* [Given problem]:
Return every line in the listing below that contains the word "flower", matching case exactly.
** start Records for this task **
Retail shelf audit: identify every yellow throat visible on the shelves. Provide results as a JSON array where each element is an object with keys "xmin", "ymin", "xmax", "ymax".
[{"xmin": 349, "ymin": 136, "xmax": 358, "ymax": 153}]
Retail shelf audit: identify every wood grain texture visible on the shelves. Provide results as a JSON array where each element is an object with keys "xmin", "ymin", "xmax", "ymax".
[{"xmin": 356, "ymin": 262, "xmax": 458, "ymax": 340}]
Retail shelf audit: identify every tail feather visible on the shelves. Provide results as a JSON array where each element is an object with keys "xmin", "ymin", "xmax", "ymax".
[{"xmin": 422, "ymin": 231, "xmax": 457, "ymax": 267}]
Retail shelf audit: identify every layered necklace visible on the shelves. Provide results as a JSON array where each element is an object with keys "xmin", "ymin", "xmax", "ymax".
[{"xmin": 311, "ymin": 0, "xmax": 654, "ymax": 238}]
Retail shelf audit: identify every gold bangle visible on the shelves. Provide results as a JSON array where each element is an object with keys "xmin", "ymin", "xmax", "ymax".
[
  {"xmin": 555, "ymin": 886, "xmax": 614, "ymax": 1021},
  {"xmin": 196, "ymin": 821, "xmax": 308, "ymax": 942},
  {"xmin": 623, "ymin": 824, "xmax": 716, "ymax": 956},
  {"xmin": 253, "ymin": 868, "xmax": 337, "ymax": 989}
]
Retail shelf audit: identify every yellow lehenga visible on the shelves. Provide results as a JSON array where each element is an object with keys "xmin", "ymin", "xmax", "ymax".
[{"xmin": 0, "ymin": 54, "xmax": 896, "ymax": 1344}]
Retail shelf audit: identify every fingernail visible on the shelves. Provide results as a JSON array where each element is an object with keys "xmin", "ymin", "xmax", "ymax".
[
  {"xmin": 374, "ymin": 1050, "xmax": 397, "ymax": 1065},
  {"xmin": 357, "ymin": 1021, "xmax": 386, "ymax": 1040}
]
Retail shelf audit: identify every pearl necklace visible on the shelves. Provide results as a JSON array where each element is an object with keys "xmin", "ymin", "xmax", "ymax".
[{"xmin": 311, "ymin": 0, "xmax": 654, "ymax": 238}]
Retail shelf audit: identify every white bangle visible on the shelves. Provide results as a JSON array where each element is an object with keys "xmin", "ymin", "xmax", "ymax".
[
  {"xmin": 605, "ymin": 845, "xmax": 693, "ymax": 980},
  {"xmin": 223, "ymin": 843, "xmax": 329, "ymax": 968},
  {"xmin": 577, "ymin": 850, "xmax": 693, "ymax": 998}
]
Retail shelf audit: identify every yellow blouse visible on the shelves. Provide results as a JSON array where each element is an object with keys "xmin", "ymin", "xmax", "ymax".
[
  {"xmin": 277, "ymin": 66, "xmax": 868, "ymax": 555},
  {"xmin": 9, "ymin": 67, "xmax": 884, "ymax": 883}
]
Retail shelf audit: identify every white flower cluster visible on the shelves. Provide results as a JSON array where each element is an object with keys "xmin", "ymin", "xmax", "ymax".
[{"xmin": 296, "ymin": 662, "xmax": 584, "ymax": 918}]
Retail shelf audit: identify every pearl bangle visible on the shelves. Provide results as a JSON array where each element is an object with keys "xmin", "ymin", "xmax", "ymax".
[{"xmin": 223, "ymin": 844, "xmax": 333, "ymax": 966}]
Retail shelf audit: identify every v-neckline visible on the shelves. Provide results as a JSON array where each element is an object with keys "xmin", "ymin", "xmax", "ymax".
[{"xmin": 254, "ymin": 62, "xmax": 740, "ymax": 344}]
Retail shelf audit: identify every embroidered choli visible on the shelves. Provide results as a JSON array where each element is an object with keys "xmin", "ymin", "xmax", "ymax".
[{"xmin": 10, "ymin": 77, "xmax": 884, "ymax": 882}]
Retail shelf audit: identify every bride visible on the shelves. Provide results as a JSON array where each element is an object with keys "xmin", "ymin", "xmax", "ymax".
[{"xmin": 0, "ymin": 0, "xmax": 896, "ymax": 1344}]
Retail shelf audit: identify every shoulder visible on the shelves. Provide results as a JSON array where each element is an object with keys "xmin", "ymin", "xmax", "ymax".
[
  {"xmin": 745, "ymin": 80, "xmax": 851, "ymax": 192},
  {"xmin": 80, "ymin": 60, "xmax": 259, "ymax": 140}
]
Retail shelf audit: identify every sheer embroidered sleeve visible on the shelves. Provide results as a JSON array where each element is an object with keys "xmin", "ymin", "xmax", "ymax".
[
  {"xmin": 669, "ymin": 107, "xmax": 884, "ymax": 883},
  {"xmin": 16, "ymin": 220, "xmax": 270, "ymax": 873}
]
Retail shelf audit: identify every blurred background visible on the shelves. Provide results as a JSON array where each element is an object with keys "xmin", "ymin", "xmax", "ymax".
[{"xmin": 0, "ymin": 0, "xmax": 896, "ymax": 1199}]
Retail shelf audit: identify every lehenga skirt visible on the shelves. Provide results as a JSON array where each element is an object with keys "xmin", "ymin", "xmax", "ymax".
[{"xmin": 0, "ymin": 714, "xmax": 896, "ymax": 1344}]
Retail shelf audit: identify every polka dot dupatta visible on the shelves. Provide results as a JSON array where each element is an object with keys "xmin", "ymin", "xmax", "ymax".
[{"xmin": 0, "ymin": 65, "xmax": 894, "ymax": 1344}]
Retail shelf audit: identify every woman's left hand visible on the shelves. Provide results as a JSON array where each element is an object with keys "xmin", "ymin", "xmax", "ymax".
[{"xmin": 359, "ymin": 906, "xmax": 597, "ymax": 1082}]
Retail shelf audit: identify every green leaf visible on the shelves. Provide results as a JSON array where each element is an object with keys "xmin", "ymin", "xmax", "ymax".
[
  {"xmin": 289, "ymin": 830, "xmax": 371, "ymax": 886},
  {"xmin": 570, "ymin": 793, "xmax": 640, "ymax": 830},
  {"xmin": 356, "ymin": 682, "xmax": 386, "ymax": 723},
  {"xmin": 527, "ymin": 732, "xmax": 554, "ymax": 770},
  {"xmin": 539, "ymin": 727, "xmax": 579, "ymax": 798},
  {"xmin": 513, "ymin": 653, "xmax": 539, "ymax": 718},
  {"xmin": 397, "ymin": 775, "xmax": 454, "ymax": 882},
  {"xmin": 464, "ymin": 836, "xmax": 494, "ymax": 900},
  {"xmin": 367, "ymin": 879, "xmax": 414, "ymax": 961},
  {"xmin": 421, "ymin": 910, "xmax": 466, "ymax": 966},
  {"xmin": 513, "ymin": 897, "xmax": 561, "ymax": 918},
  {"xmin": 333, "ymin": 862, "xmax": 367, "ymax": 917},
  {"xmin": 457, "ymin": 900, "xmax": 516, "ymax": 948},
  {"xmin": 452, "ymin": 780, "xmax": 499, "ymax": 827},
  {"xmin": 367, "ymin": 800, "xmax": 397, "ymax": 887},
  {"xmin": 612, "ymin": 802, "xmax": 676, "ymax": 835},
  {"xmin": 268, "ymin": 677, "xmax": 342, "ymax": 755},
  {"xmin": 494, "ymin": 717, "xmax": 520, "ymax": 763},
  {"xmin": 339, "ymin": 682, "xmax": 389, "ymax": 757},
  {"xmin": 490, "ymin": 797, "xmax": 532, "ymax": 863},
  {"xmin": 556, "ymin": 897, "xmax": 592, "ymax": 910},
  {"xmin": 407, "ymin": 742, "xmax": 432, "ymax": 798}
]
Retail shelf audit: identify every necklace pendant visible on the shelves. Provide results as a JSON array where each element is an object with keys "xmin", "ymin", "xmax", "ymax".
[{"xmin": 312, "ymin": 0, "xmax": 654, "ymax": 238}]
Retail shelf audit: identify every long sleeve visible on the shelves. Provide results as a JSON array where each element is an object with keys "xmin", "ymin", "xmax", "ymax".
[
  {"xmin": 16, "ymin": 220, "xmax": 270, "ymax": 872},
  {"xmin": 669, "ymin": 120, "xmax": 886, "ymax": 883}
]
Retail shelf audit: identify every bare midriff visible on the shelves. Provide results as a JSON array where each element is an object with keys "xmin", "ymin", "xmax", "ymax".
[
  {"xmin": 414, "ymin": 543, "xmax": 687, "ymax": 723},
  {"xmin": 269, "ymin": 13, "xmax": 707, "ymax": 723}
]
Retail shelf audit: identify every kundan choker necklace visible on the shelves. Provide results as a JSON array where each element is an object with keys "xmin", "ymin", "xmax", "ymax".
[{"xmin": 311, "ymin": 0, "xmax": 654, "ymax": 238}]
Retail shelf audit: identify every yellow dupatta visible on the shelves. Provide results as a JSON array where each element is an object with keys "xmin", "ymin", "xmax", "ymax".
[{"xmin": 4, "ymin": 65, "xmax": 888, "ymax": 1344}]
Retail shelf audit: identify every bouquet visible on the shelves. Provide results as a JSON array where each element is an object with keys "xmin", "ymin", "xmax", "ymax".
** end Records for this task **
* [Full solution]:
Retail shelf audit: identify every white flower cluster visible on the shelves. Provide results as a JSON array where each element is an object with keys "xmin", "ymin", "xmax", "ymax".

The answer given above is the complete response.